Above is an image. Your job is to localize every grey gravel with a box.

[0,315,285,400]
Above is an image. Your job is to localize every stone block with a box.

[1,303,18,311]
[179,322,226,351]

......

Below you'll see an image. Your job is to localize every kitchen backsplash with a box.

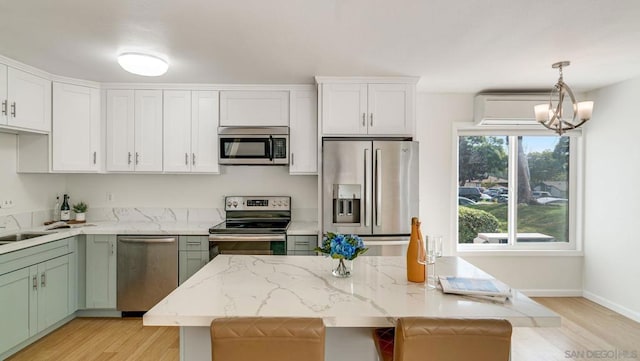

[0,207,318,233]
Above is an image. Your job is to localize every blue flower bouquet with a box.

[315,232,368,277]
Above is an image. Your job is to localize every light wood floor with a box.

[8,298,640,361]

......

YOUR TASK >> Count the lines in the entries above that contain the string "block", with case counting. Reply with the number alone.

RESULT OF THE TASK >> 1